### Written exercise
Return every line below that contains the word "kayak".

(Excerpts from point annotation data)
------

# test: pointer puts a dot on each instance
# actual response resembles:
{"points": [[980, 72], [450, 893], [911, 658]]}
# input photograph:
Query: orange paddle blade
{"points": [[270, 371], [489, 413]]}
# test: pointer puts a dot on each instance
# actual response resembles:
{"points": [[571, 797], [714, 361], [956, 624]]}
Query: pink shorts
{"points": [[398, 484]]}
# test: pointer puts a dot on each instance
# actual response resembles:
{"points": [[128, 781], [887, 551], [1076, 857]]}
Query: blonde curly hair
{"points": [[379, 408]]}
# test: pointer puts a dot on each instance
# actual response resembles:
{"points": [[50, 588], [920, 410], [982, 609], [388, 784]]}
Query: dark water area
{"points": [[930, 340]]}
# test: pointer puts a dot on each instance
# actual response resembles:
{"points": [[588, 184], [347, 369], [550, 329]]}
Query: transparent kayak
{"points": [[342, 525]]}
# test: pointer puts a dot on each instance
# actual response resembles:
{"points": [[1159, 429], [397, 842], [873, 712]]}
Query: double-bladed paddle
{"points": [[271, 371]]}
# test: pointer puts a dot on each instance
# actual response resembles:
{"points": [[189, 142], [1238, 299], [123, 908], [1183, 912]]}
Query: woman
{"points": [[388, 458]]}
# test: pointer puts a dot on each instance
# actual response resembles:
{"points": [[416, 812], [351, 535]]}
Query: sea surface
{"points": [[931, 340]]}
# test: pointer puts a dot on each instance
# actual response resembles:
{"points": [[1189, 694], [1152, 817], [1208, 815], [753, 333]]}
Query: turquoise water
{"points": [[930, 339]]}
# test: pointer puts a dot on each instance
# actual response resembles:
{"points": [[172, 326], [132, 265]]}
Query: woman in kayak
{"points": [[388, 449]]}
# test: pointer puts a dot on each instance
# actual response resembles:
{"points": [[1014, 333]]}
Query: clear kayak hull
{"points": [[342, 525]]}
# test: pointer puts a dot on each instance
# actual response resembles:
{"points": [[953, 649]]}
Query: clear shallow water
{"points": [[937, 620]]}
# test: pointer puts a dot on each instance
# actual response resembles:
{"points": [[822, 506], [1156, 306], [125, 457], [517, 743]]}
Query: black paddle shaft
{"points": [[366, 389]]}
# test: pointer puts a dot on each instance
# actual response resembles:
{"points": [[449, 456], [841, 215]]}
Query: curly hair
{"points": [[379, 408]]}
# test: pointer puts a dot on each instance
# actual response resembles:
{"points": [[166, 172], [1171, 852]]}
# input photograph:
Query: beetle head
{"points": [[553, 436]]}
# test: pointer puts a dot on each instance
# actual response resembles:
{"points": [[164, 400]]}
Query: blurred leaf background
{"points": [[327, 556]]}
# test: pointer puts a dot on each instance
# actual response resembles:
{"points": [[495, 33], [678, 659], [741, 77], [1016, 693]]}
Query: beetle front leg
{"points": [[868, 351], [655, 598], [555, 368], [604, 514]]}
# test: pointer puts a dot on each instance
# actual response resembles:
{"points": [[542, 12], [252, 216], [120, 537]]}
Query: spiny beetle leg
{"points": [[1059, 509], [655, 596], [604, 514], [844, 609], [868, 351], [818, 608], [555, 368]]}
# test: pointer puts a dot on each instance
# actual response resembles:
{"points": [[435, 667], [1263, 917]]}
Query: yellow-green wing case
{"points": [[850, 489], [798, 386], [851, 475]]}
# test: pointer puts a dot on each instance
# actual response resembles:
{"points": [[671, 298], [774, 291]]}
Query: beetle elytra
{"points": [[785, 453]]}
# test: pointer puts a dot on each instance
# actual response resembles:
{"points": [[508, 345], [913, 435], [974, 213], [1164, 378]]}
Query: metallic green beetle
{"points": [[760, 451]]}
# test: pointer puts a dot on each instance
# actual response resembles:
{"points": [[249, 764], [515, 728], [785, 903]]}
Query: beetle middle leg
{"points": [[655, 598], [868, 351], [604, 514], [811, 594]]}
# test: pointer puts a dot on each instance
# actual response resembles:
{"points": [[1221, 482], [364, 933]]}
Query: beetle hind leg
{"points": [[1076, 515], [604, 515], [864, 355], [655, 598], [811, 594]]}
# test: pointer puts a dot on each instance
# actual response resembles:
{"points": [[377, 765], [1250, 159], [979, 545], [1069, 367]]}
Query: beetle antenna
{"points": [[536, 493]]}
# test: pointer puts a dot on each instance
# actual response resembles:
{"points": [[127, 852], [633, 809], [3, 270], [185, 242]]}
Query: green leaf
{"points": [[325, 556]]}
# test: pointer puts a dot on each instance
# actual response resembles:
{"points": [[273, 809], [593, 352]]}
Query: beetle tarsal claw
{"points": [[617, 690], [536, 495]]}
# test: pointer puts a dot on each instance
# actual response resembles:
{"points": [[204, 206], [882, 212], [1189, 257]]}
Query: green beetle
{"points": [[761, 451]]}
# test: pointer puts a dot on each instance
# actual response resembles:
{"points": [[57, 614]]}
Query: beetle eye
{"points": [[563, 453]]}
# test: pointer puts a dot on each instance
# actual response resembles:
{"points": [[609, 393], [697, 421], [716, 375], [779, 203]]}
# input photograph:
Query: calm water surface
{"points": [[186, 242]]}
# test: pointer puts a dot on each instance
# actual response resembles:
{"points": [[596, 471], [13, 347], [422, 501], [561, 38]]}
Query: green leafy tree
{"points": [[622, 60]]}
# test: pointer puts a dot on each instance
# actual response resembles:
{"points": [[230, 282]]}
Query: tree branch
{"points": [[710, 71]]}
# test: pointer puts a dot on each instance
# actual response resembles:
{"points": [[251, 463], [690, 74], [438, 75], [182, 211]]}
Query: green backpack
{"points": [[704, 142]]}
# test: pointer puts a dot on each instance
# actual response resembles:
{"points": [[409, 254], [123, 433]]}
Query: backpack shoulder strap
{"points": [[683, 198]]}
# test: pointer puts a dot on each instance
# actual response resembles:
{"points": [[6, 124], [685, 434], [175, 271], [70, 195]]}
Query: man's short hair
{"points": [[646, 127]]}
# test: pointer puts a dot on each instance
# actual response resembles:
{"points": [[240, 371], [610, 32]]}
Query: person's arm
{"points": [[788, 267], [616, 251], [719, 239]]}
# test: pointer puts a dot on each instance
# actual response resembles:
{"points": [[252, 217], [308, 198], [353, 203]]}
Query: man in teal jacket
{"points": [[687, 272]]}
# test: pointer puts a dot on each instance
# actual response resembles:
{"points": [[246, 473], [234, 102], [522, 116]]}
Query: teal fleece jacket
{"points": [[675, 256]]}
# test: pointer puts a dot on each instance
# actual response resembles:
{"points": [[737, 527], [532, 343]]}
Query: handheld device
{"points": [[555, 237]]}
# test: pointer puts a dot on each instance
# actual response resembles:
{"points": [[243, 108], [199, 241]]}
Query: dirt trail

------

### Exercise output
Query: transparent kayak
Query: woman in kayak
Query: clear kayak hull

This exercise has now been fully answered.